■ **Problem to solve**: Report how many lines in the data include the string "planter", and add nothing else.

■ **Data listing**:
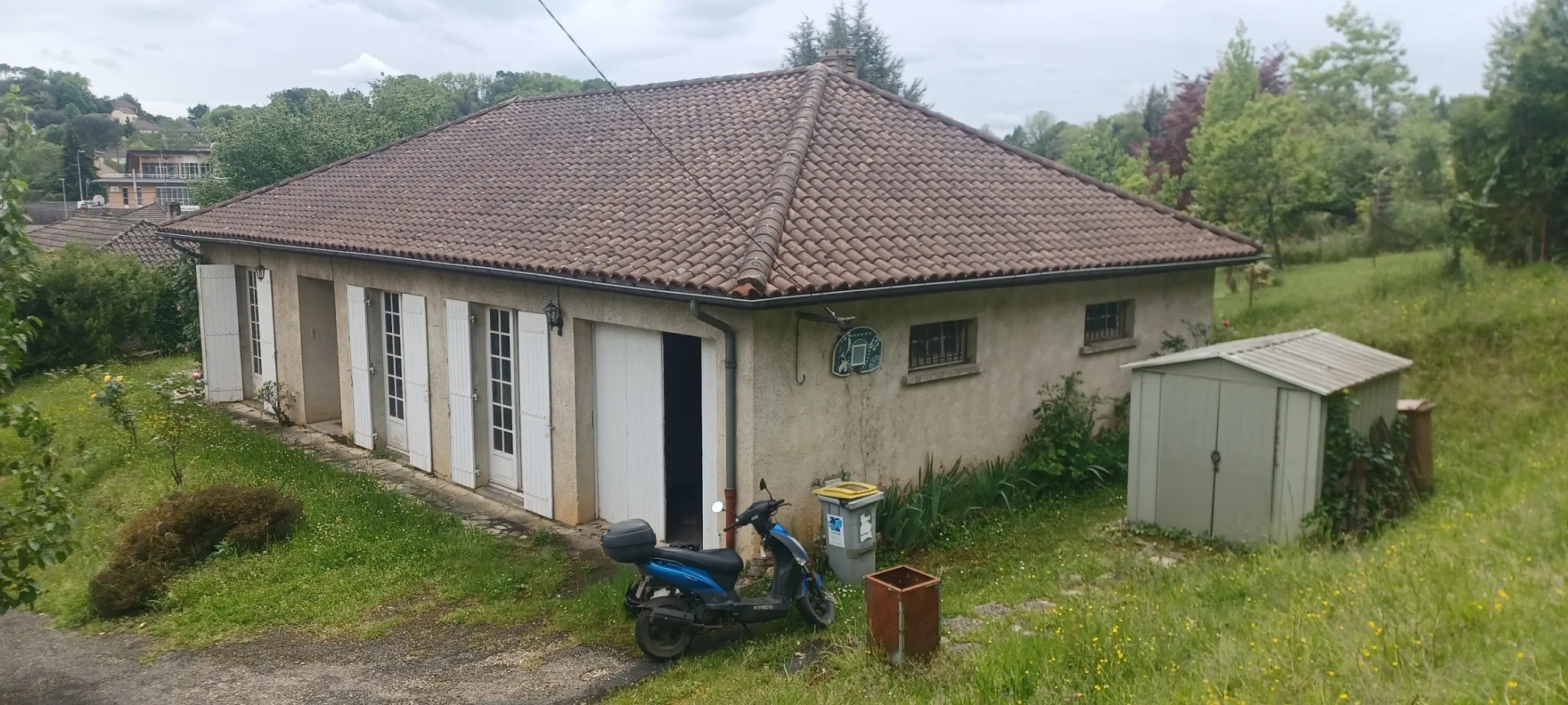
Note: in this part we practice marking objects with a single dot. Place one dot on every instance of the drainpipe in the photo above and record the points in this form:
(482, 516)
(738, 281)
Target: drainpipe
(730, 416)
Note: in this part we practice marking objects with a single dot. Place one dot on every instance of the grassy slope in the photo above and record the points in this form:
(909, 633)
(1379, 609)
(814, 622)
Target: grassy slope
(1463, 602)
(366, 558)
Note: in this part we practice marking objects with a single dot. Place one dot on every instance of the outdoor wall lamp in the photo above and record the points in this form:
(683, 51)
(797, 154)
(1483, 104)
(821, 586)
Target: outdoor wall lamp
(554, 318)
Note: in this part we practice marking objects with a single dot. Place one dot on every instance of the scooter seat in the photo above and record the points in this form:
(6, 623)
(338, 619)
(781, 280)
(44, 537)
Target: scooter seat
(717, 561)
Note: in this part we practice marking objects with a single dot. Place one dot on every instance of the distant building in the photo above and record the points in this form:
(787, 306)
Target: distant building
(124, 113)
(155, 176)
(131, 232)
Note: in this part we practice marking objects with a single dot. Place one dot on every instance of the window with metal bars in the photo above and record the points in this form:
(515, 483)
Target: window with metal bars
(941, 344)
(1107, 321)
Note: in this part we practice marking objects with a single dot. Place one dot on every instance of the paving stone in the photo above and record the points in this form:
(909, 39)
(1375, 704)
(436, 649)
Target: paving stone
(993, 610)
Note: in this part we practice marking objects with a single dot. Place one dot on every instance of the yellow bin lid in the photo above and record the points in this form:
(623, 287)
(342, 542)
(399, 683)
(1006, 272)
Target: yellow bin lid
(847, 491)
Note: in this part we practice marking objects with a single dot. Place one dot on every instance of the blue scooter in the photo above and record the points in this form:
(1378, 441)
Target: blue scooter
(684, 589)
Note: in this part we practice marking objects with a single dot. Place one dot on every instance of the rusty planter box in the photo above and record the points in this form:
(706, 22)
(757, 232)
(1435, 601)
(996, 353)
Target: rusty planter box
* * *
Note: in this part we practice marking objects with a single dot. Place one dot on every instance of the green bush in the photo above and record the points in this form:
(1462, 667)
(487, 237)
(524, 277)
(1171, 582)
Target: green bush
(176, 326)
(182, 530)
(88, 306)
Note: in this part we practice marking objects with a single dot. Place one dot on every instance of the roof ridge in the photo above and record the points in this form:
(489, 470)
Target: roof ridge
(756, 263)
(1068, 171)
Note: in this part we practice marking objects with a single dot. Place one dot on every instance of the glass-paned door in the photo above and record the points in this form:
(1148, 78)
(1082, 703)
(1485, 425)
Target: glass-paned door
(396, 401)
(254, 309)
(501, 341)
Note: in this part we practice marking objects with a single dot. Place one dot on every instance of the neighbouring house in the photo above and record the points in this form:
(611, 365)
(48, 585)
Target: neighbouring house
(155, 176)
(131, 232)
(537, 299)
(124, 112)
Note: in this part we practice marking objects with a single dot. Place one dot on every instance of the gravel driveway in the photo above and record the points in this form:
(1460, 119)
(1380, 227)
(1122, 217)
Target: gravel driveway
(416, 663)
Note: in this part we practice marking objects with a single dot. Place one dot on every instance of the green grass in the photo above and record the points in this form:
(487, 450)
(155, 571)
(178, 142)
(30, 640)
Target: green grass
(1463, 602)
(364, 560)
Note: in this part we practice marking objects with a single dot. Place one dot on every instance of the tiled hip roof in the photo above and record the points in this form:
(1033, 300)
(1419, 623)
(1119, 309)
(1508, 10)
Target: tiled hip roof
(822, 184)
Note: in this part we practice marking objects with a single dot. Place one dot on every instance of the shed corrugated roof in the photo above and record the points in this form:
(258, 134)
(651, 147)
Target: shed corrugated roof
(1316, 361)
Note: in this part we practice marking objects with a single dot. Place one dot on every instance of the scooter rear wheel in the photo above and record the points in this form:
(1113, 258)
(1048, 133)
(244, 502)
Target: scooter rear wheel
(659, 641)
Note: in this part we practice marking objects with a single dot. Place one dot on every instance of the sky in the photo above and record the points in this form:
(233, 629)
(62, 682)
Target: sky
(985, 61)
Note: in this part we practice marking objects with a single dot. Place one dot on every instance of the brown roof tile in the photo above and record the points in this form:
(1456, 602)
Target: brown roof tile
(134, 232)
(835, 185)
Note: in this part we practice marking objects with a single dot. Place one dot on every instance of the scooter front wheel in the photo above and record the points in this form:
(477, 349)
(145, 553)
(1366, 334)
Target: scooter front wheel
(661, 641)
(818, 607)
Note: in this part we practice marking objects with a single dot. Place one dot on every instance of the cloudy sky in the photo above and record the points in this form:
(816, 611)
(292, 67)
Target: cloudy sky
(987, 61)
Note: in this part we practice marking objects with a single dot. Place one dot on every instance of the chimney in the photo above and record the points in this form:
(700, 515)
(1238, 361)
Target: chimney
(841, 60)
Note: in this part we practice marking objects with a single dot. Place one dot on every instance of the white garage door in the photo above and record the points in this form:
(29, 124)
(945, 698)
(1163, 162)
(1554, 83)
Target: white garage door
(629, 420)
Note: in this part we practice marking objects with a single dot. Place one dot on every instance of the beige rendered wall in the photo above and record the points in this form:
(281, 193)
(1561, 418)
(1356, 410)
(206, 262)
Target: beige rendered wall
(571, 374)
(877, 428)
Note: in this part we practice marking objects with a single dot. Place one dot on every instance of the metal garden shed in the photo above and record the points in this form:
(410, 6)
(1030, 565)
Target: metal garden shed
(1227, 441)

■ **Answer to this exercise**: 2